_Goal of the exercise:_ Extract every line of the material below and reproduce it faithfully.

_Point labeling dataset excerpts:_
....................

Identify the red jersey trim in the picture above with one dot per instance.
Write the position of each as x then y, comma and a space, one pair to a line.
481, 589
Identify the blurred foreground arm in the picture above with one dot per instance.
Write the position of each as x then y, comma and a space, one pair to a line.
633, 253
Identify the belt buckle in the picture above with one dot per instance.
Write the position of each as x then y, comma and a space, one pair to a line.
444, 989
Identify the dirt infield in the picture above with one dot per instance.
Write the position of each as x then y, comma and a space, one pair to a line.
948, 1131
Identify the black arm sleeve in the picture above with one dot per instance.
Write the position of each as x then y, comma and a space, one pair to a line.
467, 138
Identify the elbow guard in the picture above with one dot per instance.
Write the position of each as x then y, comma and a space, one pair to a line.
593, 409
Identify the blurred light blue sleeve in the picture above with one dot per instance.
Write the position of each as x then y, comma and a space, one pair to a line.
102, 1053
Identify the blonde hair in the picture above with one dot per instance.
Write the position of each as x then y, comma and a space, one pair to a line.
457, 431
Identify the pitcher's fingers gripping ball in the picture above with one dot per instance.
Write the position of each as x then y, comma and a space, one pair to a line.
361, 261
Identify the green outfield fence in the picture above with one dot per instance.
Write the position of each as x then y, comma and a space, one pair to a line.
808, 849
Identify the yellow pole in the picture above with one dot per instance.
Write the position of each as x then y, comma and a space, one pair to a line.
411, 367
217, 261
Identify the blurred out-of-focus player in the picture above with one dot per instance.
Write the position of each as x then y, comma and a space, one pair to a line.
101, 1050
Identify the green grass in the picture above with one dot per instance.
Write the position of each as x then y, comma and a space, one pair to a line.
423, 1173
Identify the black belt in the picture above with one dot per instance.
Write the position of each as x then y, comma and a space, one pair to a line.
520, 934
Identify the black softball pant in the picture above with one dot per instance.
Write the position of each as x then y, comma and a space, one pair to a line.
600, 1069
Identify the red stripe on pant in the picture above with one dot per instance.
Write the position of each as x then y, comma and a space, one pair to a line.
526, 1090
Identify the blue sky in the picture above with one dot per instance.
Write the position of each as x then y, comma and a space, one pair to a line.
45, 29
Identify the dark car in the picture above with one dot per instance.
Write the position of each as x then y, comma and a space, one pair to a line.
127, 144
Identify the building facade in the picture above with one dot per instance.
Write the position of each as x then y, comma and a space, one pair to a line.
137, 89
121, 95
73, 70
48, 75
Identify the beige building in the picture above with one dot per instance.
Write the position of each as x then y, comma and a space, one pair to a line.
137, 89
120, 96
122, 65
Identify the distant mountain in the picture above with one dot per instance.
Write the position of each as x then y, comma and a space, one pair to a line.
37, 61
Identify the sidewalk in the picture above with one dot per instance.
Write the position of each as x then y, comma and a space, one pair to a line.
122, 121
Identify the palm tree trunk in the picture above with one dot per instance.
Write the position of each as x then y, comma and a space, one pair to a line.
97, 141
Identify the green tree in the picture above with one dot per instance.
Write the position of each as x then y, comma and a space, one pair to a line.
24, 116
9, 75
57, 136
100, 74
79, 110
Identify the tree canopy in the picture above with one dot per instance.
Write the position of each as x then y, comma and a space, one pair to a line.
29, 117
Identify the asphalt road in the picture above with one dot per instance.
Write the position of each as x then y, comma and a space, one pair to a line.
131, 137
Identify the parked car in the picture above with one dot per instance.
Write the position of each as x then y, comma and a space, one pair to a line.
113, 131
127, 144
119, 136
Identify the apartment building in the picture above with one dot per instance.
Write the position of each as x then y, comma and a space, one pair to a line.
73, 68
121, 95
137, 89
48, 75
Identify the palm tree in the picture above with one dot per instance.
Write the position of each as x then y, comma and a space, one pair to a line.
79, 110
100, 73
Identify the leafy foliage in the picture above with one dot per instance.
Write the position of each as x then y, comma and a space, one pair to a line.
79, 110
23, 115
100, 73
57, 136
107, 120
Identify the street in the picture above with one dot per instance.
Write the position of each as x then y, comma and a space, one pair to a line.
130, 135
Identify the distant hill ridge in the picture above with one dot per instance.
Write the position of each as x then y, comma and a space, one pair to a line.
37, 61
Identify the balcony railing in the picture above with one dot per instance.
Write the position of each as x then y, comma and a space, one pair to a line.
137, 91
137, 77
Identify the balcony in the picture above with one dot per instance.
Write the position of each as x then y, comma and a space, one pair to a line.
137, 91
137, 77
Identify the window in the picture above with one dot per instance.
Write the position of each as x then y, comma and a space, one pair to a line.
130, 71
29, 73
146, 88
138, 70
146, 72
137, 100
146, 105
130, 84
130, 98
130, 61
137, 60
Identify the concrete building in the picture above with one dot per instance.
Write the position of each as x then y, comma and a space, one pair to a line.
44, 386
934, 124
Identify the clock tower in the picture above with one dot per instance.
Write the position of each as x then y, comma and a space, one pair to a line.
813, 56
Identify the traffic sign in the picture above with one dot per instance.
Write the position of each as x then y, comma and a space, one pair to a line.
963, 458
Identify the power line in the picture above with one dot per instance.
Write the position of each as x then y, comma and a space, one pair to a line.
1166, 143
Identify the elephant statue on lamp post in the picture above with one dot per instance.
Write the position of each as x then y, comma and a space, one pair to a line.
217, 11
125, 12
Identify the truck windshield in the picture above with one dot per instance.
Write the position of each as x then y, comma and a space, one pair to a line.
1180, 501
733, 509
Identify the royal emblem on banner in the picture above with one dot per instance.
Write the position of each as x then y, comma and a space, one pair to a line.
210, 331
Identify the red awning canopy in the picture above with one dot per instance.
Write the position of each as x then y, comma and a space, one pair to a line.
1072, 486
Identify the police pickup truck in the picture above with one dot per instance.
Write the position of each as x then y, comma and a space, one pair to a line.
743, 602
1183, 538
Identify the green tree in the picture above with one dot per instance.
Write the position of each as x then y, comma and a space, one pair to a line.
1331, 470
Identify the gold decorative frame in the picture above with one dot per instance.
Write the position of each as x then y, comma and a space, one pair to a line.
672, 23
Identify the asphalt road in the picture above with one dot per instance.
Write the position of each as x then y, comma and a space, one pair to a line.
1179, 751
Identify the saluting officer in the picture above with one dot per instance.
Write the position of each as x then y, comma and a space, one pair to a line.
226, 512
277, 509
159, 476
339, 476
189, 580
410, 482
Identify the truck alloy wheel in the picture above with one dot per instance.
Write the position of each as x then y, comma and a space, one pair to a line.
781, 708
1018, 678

....................

_Correct answer:_
Identify the red jersey trim in the picture above with one dot per instance.
Write the position of each as x then y, comma and a space, one pair to a line.
481, 589
Identify the blurred foreground arm in the picture above with one dot per instance.
Write the position of each as x then y, comma and a space, one pair to a line.
633, 253
Identify the belt buckle in the picture above with one dot per instance.
Write the position of each as x then y, comma and a space, one pair to a line.
444, 989
Identify the dirt infield in the picture above with one dot per instance.
Write the position of each as x then y, comma and a space, one pair to a line.
948, 1131
Identify the black arm sleeve in the picture above with one dot per instance.
Write the position of each as x then y, comma and a space, one pair to a line.
467, 138
Identify the elbow guard in the picture above with one dot per instance.
Write the position of each as x then y, comma and a space, one pair to a line.
593, 409
Identify the blurred light blue sleeve in the picture above with one dot per instance.
Write the position of each as x then y, comma and a space, one pair to a line.
102, 1053
Identify the blonde hair in the picture above with one dot per instance.
Write the position of each as x then y, comma and a space, one pair to a line.
457, 431
Identify the pitcher's fingers gripping ball in the picture above with one dot per instance.
Write the position of each as x then y, comma and a space, one pair to a line.
361, 261
Identify the green outfield fence in the picture above with one dot per instance.
Write the position of each as x then y, comma and a space, one pair to a line.
808, 849
Identify the yellow pole in the picture above with one dot per instance.
Write the position of each as x then y, comma and a space, one pair to a line.
411, 367
217, 261
Identify the blurred out-of-focus player in the picture above with one dot per instance.
Write the position of each as x then y, comma and a space, one pair to a line.
101, 1050
Identify the green grass in the picture above with one dot per instance.
Write the position of each as x then y, comma and a space, one pair to a line.
423, 1173
Identify the black belt in the picture above with one dot per instance.
Write the position of each as x then y, comma and a space, one pair to a line.
520, 934
Identify the black softball pant in the picture above with one dot per instance.
Write the position of each as x then y, comma and a space, one pair to a line.
600, 1069
Identify the red stripe on pant in the picture above with one dot per instance.
Write the position of each as x then y, comma and a space, one pair to a line.
526, 1090
Identify the blue sky in the picture above with one dot per instance.
Write the position of each as x then y, comma and a space, one pair to a line.
45, 29
Identify the dark car in the picture above with one dot per instance.
Write the position of each as x then y, comma and a space, one pair to a line.
127, 144
Identify the building facade in the picture above with one dot per instance.
Write the position of each as x then y, comma and a space, one pair to a line.
137, 89
121, 95
73, 70
48, 75
Identify the beige building in the picture above with one dot per instance.
Write the position of each as x then y, comma and a space, one pair to a line.
137, 89
120, 96
122, 65
Identify the distant mountain in the picture above with one dot per instance.
Write the position of each as x then y, comma and a space, one pair to a line.
37, 61
Identify the sidewalk in the picture above with one dot per instance.
Write the position of each as x then y, comma and a space, one pair to a line.
122, 121
Identify the palm tree trunk in the picture above with one dot per instance.
Write the position of each as x then y, comma and a space, one pair to a line.
97, 141
Identify the green tree in the picture above with one dot per instance.
Write the position of each as x then y, comma and a space, one pair to a line.
24, 116
9, 75
57, 136
100, 74
79, 110
Identify the tree canopy in the picture above with one dot per instance.
Write the position of each as x then y, comma and a space, one pair to a line.
29, 117
Identify the asphalt road in the picture above with one dot per instance.
Write the position of each as x then y, comma and a space, one pair to a line.
131, 137
Identify the parked car in the picture above with one dot per instance.
Write the position of each as x then y, comma and a space, one pair to a line.
113, 131
127, 144
119, 136
Identify the apartment building in the picture above with one dot per instance.
Write the position of each as x then y, comma and a space, one pair to a line.
73, 68
121, 95
137, 89
48, 75
Identify the palm tree in the picture above with one dot per instance.
Write the position of each as x then y, comma and a space, one pair to a line.
79, 110
100, 73
Identify the leafy foliage in the picture above with one dot per instance.
Write the position of each as x then y, comma and a space, one pair to a line.
79, 110
23, 115
100, 73
57, 136
107, 120
Identify the street in the picture above with one dot per instance.
Write the position of each as x then y, comma and a space, one pair to a line.
130, 135
Identify the distant hill ridge in the picture above with one dot per instance.
Write the position of each as x then y, comma and a space, one pair to a line.
37, 61
Identify the balcony railing in the picture above with one dot per instance.
Write the position of each as x then y, comma and a space, one pair to a line.
137, 91
137, 77
Identify the balcony in the picture above with one dot per instance.
Write the position of each as x then y, comma and a space, one pair to a line.
137, 91
137, 77
Identify the window in the picture above with one dot per instance.
Write the position of each as x then y, comma and a space, one pair to a line.
130, 71
29, 73
146, 88
138, 70
146, 72
137, 100
146, 105
130, 84
130, 98
130, 61
137, 60
Identify the concrete building in the picture above with one dot per instance.
Write the position of each as x then y, comma and a space, one pair to a line.
44, 386
934, 124
Identify the clock tower in the picture above with one dot per instance.
Write the position of each as x then y, comma and a space, one pair to a line.
813, 56
Identify the traffic sign in the picture above with one dot per instance.
Write the position of each as x then y, comma and a space, one pair to a line.
963, 458
Identify the power line in the picture above with one dot per instance.
Write the position of each as x then y, comma and a space, one pair to a line.
1166, 143
Identify the elephant statue on lamp post in the picture above with one dot per instance.
Write the position of each as x then y, comma and a space, one pair to a line.
217, 11
125, 12
Identify the truck windshield in the picture above with one dot per instance.
Write the position of each as x then y, comma and a space, one pair to a line.
1180, 501
733, 509
Identify the royal emblem on banner in the picture above with one dot per instance.
Write the position of each as x then y, comma and a space, one pair to a line.
210, 331
Identify the red awning canopy in the picture above with one dot per instance.
Write the position of each as x then y, comma and a space, one pair to a line.
1072, 486
Identify the police pickup truck in the picture above with one dot per instance.
Write the position of each as x then y, comma and a space, one pair to a line.
743, 602
1183, 538
Identify the green tree in the picture above with one dot per instance.
Write the position of each as x then y, comma and a space, one pair to a line.
1331, 470
Identify the gold decorative frame in the picture above with one dot per instance.
Write the position of each as x then y, comma and a space, one pair to a line.
672, 23
Identify the asphalt road in the picture above with one dot per instance.
Write the position of each as x then y, comma and a space, one pair to a line.
1179, 751
Identify the saluting officer in the picture above with one dot per instance.
Write the position of each as x then y, comma and a space, one pair to a line.
226, 512
277, 509
159, 476
339, 476
189, 580
410, 482
Identify the truck alloy wheel in the picture above with one dot per instance.
Write the position of each as x then y, comma and a space, one pair to a line.
781, 708
1018, 678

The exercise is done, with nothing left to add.